- **Supplied text**:
---

Constitution
1.
NAME
The
Group will be known as 'The Dunbar Community Woodland Group'
(Hereinafter
referred to as the "Group").
2.
OBJECTS
The
aims of the Group are:
- to
take on the management of Lochend Woods as a community woodland for the benefit
of the general public in the Dunbar area;
- to
manage these woods, according to sound forestry principles, in order to maximise
their potential for educational and recreational use and their value to wildlife;
- to
take on the management of such other woodland as may become available in the
Dunbar area in the future.
3.
POWERS
To
further the above objects, the group may:
- not
own land but will seek to negotiate management agreements with the relevant land-owners;
- raise
money from Forestry Authority grants, land-owners and other funding bodies as
necessary to fulfil its management objectives;
- work
in liaison with representatives of voluntary organisations, government departments,
East Lothian Council and other statutory bodies and individuals;
- do
any other lawful things that help the attainment of the objects.
4.
MEMBERSHIP
- Membership
will be open to any individuals or organisations that support the aims of the
group.
- An
annual membership subscription will be payable, the fee to be paid being fixed
yearly by the management committee.
5.
OFFICE BEARERS
- At
the Annual General Meeting (AGM) the members will elect a Convenor, a Secretary
and a Treasurer and such other honorary officers as the Group from time to time
decides. Only members of the Group will be eligible to serve as honorary officers
or members of the management committee.
- The
Convenor and other honorary officers will be members of the management and any
other committees.
- In
the event of a vacancy arising, through resignation, illness or death, the management
committee may appoint a person to fill the vacancy until the following AGM.
- The
management committee may remove from office any office bearer if a motion of
no confidence has been moved and passed by a majority of the committee.
6.
MANAGEMENT COMMITTEE
- The
policy and management of the affairs of the Group will be the responsibility
of a management committee which will meet at least quarterly and will consist
of not less than six or more than ten members.
- Meetings
will be open to any member of the Group but only members of the committee may
vote.

---

- **Given information**:
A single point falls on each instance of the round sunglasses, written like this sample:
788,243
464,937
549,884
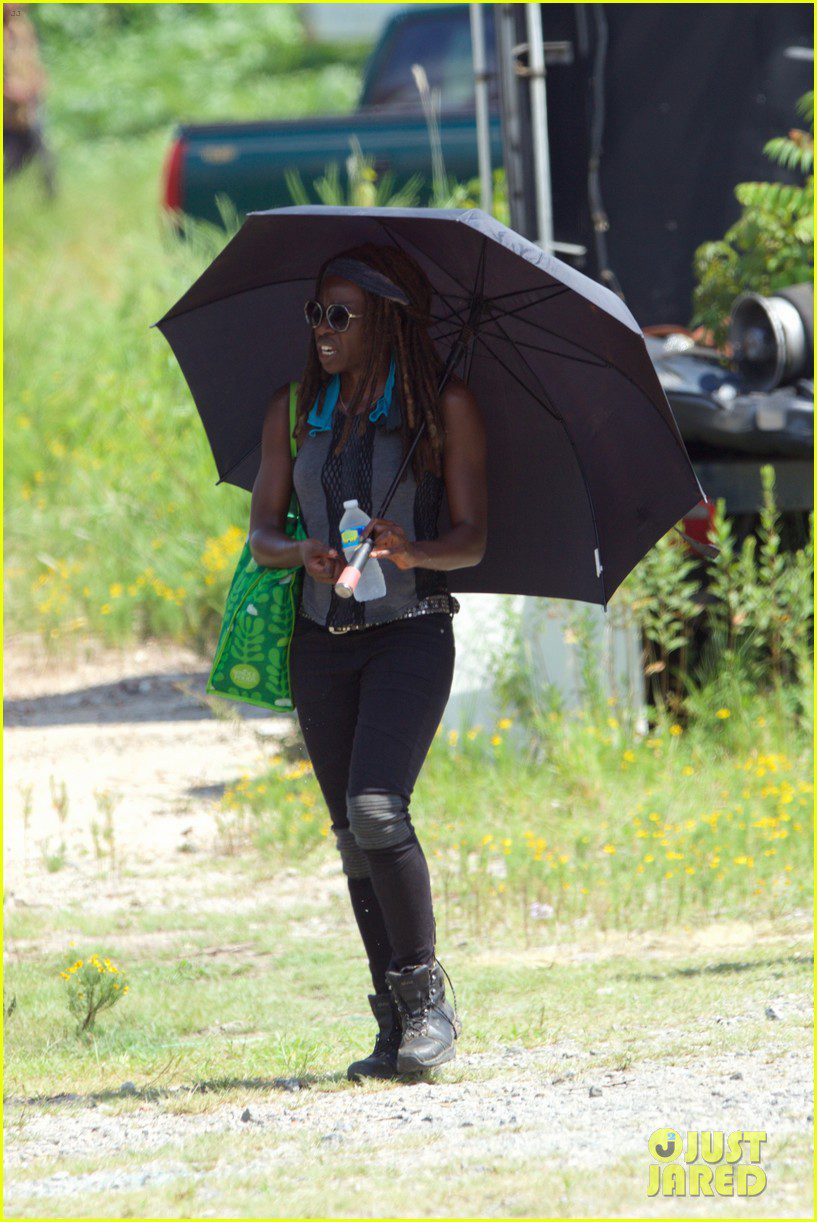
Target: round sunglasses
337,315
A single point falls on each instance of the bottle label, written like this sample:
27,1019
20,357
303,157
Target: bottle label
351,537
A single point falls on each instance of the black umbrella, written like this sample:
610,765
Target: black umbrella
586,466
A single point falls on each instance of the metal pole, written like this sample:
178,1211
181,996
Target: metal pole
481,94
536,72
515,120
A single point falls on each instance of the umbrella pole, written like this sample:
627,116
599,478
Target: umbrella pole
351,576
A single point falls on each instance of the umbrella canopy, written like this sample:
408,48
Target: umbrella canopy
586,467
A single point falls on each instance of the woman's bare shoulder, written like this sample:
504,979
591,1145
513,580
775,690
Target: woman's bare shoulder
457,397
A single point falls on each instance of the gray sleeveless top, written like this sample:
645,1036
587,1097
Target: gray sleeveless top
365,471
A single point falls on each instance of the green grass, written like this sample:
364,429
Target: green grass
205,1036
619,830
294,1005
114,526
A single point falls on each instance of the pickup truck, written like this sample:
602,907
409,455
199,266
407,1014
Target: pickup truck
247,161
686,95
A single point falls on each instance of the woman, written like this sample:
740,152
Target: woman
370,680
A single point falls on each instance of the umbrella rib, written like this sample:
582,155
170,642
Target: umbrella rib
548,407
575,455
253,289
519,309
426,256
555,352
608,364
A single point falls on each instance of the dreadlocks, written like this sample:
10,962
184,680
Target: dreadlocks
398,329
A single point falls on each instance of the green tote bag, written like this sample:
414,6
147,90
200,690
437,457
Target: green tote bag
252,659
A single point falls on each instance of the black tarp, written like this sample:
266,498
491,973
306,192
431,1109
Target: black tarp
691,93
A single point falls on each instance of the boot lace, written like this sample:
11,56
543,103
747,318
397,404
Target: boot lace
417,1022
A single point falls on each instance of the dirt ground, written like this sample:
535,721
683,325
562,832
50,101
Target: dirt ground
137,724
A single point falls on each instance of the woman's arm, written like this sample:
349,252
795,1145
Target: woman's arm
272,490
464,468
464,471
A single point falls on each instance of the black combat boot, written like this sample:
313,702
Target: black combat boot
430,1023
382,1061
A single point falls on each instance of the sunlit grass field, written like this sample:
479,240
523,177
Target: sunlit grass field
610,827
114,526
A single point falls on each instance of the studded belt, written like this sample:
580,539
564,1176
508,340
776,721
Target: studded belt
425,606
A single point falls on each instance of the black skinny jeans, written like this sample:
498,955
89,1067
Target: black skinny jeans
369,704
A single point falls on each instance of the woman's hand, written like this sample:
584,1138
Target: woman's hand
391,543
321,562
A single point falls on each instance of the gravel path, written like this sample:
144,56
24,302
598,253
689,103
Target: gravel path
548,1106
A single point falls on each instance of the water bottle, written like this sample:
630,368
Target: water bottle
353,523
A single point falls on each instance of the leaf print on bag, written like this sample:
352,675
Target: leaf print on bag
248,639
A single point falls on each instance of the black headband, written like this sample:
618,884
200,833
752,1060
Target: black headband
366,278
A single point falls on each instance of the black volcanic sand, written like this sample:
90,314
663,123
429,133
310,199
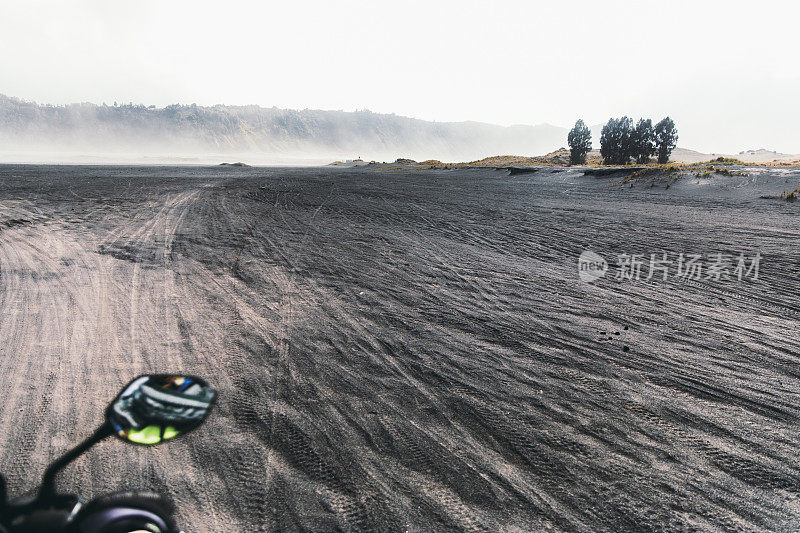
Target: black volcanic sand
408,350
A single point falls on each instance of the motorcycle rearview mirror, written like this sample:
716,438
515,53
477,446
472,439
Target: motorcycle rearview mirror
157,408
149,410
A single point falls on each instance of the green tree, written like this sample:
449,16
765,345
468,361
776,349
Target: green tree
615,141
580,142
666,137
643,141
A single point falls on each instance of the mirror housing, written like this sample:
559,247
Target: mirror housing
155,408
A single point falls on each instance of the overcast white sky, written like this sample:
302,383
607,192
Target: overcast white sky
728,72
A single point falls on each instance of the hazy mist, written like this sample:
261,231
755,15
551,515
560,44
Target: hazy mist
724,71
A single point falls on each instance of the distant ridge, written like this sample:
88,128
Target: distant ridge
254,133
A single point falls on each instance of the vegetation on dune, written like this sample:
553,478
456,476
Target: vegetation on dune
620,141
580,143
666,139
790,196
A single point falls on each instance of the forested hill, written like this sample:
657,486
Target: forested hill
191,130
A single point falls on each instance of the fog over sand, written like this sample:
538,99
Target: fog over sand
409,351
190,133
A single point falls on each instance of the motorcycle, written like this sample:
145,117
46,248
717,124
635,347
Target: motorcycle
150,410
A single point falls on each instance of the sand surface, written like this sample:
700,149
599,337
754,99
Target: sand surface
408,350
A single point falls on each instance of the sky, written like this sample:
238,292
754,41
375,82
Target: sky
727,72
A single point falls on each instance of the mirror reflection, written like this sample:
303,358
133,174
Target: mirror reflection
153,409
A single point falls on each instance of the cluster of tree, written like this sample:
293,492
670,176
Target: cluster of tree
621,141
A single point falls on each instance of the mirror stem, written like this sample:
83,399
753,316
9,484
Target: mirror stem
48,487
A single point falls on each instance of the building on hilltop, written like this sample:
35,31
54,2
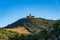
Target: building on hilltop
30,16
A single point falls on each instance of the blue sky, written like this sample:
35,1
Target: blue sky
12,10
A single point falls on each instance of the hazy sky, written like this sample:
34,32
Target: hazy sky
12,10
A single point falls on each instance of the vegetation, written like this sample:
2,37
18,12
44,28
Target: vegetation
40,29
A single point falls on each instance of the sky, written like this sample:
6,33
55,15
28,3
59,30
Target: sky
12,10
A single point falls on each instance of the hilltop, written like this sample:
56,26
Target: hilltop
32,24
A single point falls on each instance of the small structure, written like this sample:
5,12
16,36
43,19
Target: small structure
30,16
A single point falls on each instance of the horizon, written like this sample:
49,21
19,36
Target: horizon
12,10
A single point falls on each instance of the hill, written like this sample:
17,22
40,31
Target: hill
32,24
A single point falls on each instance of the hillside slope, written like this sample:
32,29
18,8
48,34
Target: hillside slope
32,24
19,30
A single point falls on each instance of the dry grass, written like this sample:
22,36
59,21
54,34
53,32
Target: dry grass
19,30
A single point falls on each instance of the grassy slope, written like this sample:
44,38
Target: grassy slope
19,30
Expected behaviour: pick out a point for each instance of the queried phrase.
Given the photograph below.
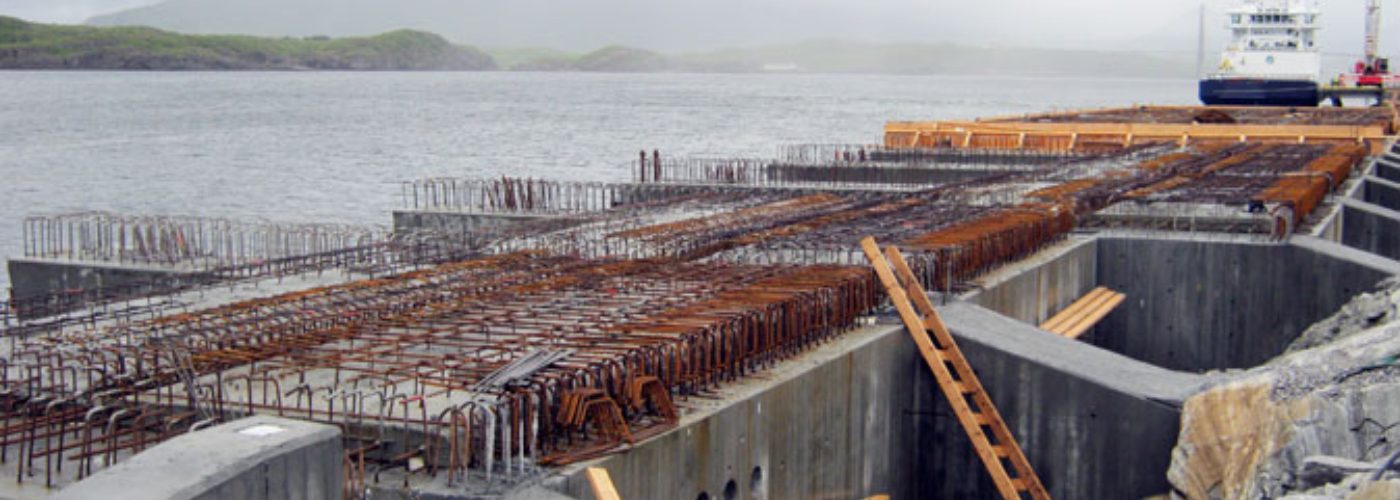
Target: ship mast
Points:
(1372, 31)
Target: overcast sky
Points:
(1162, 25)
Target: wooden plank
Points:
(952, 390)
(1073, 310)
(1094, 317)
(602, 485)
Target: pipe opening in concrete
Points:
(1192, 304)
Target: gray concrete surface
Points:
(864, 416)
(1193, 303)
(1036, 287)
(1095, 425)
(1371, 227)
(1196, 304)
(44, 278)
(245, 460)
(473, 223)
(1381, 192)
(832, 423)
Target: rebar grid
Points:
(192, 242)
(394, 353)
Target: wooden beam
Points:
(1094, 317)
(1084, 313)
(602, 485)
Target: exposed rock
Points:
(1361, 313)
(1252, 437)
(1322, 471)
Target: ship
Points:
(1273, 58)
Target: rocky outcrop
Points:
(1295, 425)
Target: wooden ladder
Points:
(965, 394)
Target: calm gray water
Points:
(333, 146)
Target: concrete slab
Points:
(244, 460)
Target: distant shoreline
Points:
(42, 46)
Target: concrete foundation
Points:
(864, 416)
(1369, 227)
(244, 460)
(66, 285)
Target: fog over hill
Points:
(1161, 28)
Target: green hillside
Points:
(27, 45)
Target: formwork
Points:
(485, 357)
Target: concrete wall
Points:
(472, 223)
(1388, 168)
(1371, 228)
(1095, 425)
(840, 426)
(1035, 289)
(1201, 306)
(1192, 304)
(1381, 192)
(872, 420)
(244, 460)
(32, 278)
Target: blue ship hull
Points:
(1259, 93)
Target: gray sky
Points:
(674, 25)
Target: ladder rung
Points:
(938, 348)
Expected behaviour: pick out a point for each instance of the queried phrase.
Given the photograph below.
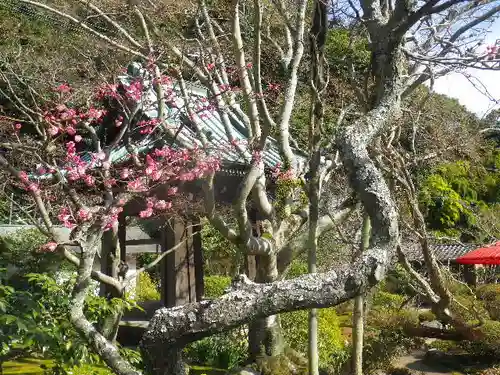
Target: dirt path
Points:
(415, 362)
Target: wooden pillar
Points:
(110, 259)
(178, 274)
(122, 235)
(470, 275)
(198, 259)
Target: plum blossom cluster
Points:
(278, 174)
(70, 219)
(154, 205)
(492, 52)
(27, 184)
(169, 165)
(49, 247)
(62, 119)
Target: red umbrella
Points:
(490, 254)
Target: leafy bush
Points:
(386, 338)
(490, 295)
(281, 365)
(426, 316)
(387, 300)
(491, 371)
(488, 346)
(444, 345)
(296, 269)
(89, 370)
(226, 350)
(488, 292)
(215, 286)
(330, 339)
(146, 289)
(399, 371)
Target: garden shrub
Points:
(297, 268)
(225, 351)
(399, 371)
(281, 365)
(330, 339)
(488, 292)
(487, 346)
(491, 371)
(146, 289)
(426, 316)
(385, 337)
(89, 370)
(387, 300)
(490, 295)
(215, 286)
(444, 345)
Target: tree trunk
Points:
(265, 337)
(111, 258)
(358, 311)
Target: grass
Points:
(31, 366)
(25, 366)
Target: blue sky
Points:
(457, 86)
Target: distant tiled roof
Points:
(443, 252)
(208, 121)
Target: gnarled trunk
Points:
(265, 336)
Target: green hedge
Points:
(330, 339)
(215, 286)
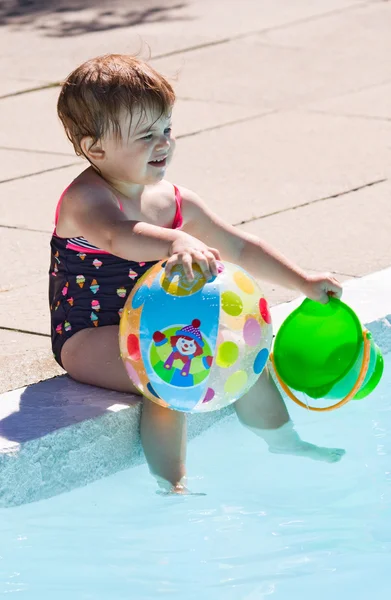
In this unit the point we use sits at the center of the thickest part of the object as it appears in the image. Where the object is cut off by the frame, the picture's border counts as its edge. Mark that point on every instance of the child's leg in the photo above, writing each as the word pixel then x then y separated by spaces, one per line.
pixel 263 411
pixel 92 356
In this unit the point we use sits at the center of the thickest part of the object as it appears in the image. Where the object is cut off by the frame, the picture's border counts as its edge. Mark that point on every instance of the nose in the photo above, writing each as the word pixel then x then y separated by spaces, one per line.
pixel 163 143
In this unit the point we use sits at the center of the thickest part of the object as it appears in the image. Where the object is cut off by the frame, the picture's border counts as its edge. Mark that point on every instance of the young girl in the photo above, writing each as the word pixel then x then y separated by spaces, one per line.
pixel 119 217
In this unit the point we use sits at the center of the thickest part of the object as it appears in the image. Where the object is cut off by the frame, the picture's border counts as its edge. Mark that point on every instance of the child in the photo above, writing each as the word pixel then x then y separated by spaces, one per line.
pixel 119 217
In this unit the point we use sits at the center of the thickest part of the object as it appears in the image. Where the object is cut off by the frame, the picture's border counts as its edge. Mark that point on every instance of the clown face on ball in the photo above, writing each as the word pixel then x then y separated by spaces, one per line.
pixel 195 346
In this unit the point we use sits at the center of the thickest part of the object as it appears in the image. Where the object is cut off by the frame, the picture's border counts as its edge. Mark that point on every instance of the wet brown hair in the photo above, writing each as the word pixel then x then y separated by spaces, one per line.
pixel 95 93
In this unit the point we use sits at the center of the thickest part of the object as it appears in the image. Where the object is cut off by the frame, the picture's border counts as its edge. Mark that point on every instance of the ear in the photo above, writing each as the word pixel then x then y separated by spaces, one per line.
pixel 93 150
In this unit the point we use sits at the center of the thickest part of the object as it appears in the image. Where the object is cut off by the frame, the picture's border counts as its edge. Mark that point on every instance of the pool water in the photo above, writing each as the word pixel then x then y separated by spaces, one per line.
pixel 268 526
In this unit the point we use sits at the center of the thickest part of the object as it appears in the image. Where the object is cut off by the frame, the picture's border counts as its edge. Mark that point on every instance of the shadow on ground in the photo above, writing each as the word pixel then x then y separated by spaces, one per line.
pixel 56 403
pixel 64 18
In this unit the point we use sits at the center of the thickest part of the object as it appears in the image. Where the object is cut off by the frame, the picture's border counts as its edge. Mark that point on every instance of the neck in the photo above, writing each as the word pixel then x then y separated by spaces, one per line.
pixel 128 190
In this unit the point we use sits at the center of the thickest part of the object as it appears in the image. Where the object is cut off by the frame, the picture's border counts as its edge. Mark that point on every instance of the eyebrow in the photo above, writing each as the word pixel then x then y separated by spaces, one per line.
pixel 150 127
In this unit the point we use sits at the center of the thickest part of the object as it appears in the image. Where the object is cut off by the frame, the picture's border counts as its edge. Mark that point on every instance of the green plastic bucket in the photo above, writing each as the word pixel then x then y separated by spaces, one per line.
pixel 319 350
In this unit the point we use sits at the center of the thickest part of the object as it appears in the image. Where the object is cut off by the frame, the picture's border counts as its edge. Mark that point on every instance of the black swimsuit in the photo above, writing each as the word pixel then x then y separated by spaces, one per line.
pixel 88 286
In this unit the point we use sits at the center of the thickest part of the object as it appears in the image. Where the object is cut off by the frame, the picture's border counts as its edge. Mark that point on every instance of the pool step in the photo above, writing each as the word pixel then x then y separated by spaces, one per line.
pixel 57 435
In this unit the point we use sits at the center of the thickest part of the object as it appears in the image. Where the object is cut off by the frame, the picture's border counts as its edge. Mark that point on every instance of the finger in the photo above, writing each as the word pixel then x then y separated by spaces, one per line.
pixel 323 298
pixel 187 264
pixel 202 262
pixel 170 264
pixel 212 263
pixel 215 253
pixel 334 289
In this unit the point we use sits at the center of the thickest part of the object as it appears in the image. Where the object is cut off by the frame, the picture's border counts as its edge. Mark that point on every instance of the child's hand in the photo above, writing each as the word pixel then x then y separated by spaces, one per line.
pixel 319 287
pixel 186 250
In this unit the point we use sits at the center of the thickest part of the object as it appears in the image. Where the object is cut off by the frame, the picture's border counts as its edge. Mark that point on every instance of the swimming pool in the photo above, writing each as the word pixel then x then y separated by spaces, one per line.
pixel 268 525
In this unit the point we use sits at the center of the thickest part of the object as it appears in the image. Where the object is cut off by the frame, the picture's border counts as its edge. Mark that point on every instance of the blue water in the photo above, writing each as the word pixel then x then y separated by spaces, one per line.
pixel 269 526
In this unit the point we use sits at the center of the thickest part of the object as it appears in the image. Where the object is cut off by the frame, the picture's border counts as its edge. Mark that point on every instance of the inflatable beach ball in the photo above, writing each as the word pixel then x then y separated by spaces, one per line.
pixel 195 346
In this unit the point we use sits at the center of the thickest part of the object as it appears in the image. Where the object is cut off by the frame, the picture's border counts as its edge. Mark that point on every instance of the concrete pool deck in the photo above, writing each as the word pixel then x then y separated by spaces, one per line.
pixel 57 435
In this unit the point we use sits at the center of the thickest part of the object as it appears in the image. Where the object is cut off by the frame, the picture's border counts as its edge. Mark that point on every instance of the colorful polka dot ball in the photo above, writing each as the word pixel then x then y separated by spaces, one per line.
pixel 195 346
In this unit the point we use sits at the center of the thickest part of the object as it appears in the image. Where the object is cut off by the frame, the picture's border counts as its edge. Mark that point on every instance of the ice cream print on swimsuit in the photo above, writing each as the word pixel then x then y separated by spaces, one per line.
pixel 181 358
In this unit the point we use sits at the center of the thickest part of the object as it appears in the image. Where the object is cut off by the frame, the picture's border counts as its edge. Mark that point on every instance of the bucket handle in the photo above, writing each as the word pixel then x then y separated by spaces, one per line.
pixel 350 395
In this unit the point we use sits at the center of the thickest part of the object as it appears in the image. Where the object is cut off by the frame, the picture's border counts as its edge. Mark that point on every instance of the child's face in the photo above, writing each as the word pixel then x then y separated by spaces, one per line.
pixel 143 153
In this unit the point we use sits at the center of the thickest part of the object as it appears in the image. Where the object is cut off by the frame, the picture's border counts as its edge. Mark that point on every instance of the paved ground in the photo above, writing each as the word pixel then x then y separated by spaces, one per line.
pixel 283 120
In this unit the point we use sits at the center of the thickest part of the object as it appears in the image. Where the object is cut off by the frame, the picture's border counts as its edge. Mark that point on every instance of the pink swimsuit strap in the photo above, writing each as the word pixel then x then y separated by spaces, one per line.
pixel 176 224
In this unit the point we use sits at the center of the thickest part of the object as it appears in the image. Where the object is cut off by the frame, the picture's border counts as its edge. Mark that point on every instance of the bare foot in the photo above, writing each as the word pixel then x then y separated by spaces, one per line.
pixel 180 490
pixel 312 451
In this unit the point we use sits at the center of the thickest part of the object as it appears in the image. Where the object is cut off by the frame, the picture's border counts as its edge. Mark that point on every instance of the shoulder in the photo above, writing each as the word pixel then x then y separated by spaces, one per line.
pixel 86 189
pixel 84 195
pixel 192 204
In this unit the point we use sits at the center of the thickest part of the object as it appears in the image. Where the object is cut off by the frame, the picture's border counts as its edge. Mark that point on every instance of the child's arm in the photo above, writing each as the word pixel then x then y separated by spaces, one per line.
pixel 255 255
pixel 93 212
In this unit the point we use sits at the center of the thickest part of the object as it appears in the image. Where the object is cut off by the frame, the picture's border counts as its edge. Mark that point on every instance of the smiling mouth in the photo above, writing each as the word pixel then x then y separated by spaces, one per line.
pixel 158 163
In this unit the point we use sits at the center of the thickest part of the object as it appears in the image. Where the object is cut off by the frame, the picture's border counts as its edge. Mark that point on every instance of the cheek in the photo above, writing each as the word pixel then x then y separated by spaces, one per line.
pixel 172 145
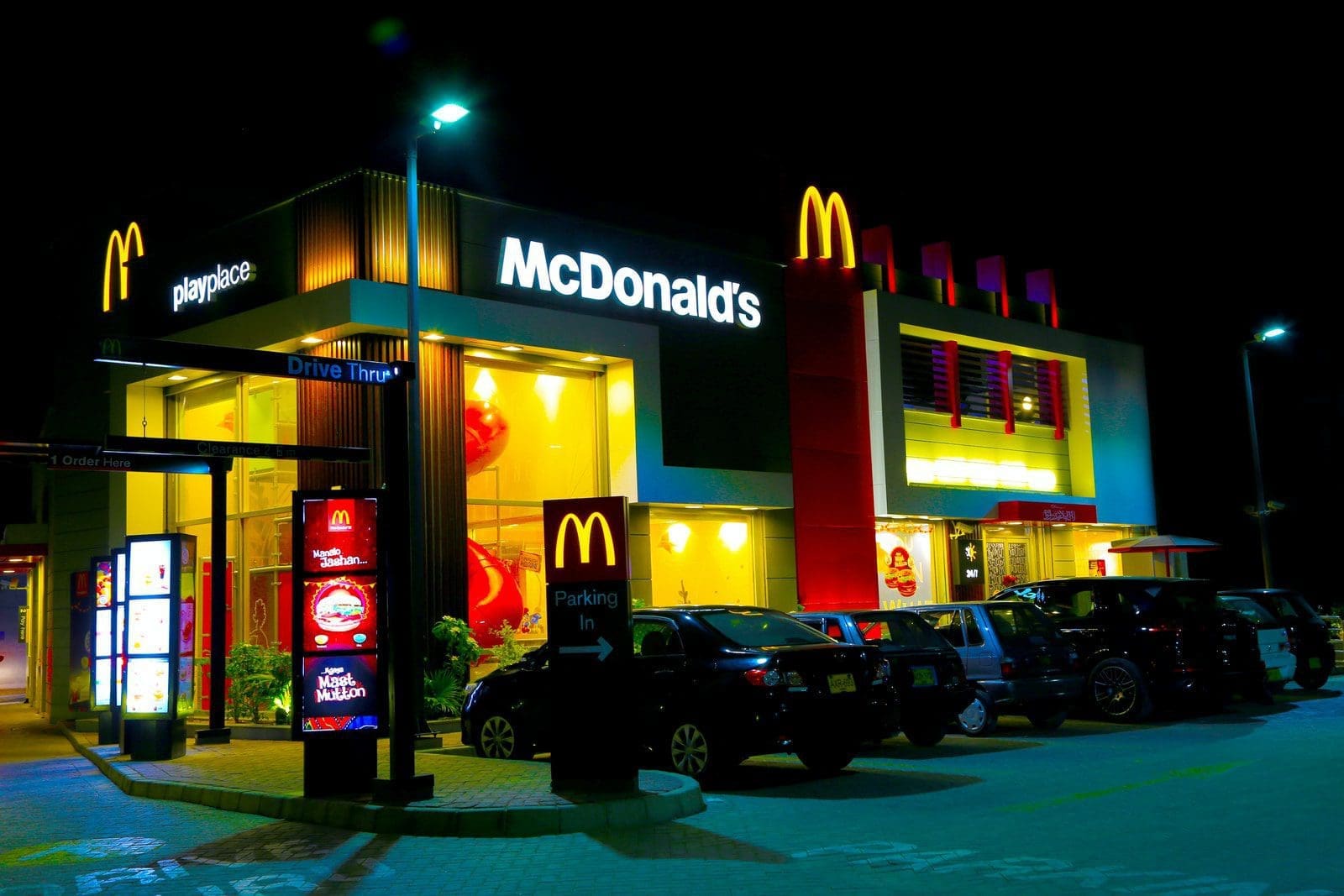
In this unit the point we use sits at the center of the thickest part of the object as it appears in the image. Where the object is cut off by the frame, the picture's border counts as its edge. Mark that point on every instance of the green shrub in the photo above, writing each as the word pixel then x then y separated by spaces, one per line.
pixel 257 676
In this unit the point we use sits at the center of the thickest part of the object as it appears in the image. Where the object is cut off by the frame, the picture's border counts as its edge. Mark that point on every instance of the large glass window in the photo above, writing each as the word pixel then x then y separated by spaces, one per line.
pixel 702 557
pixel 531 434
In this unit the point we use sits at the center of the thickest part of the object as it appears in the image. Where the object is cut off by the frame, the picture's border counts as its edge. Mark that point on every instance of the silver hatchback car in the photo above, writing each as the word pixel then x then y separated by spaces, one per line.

---

- **Problems and tasks**:
**A)** Translate this sentence from the woodland group constitution into Spanish: "Membership will be open to any individuals or organisations that support the aims of the group."
**B)** Pick up the woodland group constitution after its last sentence and continue it.
The lines are material separate from the woodland group constitution.

- **Responses per task**:
**A)** La afiliación estará abierta a cualquier persona u organización que apoye los objetivos del grupo.

**B)**
- The
Convenor and other honorary officers will hold office until the conclusion of
the next AGM following their election. They will be eligible for re-election
with the proviso that no honorary officer may hold office for more than five
consecutive years. On the expiry of such period, two
further years must elapse before any former honorary officer may be re-elected
to their previous post.
7.
ANNUAL GENERAL MEETING
- An
AGM will be held in September of each year at such place as the management committee
determines. The Secretary will give at least 21 days clear notice of the meeting,
in writing, to each member.
- At
each AGM the business will include the consideration of the Annual Report on
the work of the group, the approval of audited accounts, the election of members
to serve on the management committee, the appointment of an auditor, motions
submitted by the membership, and the transaction of such other matters as may
from time to time be appropriate.
- The
Convenor of the management committee may at any time at their discretion call
an emergency general meeting of the Group. The Secretary may also call an emergency
general meeting of the Group within 21 days of receiving a written request to
do so, signed by not less than 25% of members and giving reasons for the request.
- Nominations
for honorary officers or members of the management committee must be made by
members of the Group in writing and must be in the hands of the secretary at
least one day before the AGM. Members may not nominate themselves. Should nominations
exceed vacancies, election will be by ballot.
8.
RULES FOR PROCEDURE AT ALL MEETINGS
- Quorum.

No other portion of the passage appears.